◆ PROBLEM TO SOLVE:
Each entry below is to be transcribed exactly.
....
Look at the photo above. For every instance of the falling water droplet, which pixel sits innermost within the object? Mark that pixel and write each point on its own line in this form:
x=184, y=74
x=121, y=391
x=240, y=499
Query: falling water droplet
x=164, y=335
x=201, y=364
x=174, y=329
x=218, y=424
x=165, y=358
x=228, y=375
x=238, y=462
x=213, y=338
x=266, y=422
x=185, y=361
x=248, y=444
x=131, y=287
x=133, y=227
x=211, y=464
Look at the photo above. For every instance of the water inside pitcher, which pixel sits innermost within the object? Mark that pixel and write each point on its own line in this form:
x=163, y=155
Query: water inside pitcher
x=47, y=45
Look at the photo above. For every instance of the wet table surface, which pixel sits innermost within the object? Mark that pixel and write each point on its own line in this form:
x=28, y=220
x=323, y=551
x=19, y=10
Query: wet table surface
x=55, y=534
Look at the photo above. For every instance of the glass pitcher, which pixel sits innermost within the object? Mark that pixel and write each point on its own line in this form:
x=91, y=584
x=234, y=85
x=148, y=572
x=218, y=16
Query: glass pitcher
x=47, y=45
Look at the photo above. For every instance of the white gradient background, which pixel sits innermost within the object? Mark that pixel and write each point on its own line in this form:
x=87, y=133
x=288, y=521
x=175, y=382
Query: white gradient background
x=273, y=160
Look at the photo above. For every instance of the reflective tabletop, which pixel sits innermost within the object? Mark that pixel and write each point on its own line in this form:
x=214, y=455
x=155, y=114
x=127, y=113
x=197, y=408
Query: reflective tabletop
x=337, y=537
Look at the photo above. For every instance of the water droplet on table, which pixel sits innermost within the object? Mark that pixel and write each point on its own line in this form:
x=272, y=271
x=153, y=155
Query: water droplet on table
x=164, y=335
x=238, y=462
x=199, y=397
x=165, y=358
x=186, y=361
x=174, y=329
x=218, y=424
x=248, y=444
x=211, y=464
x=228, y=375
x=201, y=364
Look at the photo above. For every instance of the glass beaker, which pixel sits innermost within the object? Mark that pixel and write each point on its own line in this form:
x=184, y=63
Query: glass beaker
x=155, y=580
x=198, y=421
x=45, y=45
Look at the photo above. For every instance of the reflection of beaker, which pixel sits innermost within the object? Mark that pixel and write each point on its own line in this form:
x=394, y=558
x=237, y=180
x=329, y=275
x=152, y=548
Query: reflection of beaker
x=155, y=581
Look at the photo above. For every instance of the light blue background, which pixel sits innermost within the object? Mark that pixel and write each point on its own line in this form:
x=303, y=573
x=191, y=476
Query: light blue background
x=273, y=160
....
◆ FINISHED TASK:
Look at the photo above. For every instance of the falling water droplet, which pixel sits innermost within the object? Mark that pixel and write each point on its own line in this form:
x=184, y=74
x=121, y=391
x=240, y=499
Query: falling water droplet
x=164, y=335
x=201, y=364
x=174, y=329
x=218, y=424
x=165, y=358
x=228, y=375
x=238, y=462
x=213, y=338
x=266, y=422
x=185, y=361
x=248, y=444
x=131, y=287
x=133, y=227
x=211, y=464
Look at the photo above. For every instance of the water inside pitcher, which pixel sits innermost within the object? Mark that pixel and write each point on its own line in this form:
x=163, y=155
Query: water inside pitcher
x=47, y=45
Look at the photo above. For every instance of the wet table surface, which pixel sits innermost within the object? Mark that pixel and write each point on its own line in this form:
x=28, y=220
x=323, y=551
x=19, y=10
Query: wet table surface
x=55, y=534
Look at the photo above. For every instance of the glass pitcher, which pixel sits innermost within the object? Mark that pixel and write each point on its own line in this form:
x=91, y=584
x=234, y=85
x=148, y=572
x=218, y=16
Query: glass pitcher
x=47, y=45
Look at the photo above. For every instance of the white gradient background, which pixel sits innermost within the object? Mark that pixel and write each point on its own line in this form:
x=87, y=133
x=288, y=521
x=175, y=382
Query: white gradient background
x=273, y=160
Look at the photo above. For every instance of the reflective tabletop, which pixel sits innermost within the object? Mark that pixel and write each point on its own line in this form:
x=214, y=455
x=155, y=114
x=127, y=113
x=197, y=408
Query: reflective tabletop
x=337, y=537
Look at the photo above. For every instance of the water droplet on table, which pixel sits innermost within the object? Mark that pixel and write each point on its own line in this form:
x=272, y=271
x=153, y=155
Query: water droplet on table
x=164, y=335
x=238, y=462
x=199, y=397
x=165, y=358
x=186, y=361
x=174, y=329
x=218, y=424
x=248, y=444
x=211, y=464
x=228, y=375
x=201, y=364
Look at the photo above. For every instance of the glass beaker, which pixel sits innermost within the object? Mark that pixel and write each point on its own line in this form:
x=184, y=63
Query: glass beaker
x=155, y=580
x=198, y=421
x=45, y=45
Look at the photo above. For every instance of the reflection of beaker, which pixel sits innermost within the object? Mark that pixel and write each point on its own line in this form:
x=394, y=558
x=237, y=180
x=329, y=275
x=152, y=548
Query: reflection of beaker
x=155, y=581
Look at the photo above. For every instance of the light blue background, which pixel sits innermost within the object? Mark that pixel and write each point on its own line in this form:
x=303, y=573
x=191, y=476
Query: light blue background
x=273, y=160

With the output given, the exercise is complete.